§ SELECTED TEXT:
START

The analysis of a good accelerator design in the context of DNNs should be based on three factors: (i) Number of frames per second (FPS) achieved at run-time; (ii) Flexibility of the design to handle many classes of DNNs; and (iii) Minimum loss of accuracy for classification of an image with dataset with hundreds of classes. We only focus on the related work that have demonstrated at least two of these requirements.

Shawahna et al. [9] present an extensive comparison of accelerator designs for FPGAs; but they do not consider first and third factor in their comparison. Guan et al. [8] present an extensive framework showing VGG-19, ResNet-152 and LSTM-LM; but they do not report latency or FPS obtained after deployment. Qiu et al. [10] report the comparison of latency for VGG16-SVD network for FPGA, CPU and GPU. The latency reported is 224.60 ms and total operations is 30.76 giga operations (GOPs), hence the overall performance is 136.97 GOPs/second (GOPS). The FPS reported is 4.45 for 16-bit quantized weights and 5.88 for 8-bit. While this work demonstrates the best possible frame rate for a large network, it still does not report the accuracy of the network after quantizing the weights. Also, the authors modified VGG-16 to VGG16-SVD, hence

the actual 30.76 GOPs parameter have been downsized. Zhang et al. [11] also report 158.8 ms for VGG16-SVD network. This is a significant improvement as compared to previous results, but the authors also do not report the FPS. Suda et al. [12] also present the latency of VGG-16 as 651.2 ms. This work reports all three factors and can be used for comparison.

END

§ Excerpts of bounding box data:
START

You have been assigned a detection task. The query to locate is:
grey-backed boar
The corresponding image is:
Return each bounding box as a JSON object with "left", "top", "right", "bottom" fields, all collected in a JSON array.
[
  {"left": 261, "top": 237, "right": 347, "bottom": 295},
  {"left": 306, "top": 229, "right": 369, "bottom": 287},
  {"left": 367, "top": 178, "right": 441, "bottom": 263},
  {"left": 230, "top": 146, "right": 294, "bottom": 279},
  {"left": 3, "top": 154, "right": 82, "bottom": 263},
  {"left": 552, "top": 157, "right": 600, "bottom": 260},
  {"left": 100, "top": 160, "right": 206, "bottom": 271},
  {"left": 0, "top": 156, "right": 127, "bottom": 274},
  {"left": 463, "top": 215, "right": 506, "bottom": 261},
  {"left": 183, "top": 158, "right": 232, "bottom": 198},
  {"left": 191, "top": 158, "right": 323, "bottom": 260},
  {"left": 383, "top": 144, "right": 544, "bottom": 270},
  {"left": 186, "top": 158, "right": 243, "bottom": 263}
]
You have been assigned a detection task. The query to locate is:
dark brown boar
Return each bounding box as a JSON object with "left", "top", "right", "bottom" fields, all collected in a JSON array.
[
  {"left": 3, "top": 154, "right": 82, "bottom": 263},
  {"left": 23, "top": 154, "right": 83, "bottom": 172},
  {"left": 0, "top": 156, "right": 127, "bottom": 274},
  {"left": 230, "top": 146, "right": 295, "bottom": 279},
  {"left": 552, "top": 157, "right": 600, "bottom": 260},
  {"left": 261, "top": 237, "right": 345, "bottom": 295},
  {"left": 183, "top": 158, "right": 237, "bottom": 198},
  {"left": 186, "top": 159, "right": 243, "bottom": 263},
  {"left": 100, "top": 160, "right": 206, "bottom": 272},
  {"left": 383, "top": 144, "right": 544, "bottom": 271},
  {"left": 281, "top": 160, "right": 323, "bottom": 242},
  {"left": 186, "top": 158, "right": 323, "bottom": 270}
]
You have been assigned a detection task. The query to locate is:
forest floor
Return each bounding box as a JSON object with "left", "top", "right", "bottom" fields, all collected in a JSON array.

END

§ TASKS:
A) According to the passage on accelerator designs, what latency do Zhang et al. report for the VGG16-SVD network?
B) Write out the part of the passage on accelerator designs that opens with the words containing "The analysis of" and closes with "of these requirements.".
C) List every set of authors cited in the passage on accelerator designs, each with its reference number.

§ RESPONSES IN ORDER:
A) 158.8 ms

B)
The analysis of a good accelerator design in the context of DNNs should be based on three factors: (i) Number of frames per second (FPS) achieved at run-time; (ii) Flexibility of the design to handle many classes of DNNs; and (iii) Minimum loss of accuracy for classification of an image with dataset with hundreds of classes. We only focus on the related work that have demonstrated at least two of these requirements.

C)
Shawahna et al. [9]
Guan et al. [8]
Qiu et al. [10]
Zhang et al. [11]
Suda et al. [12]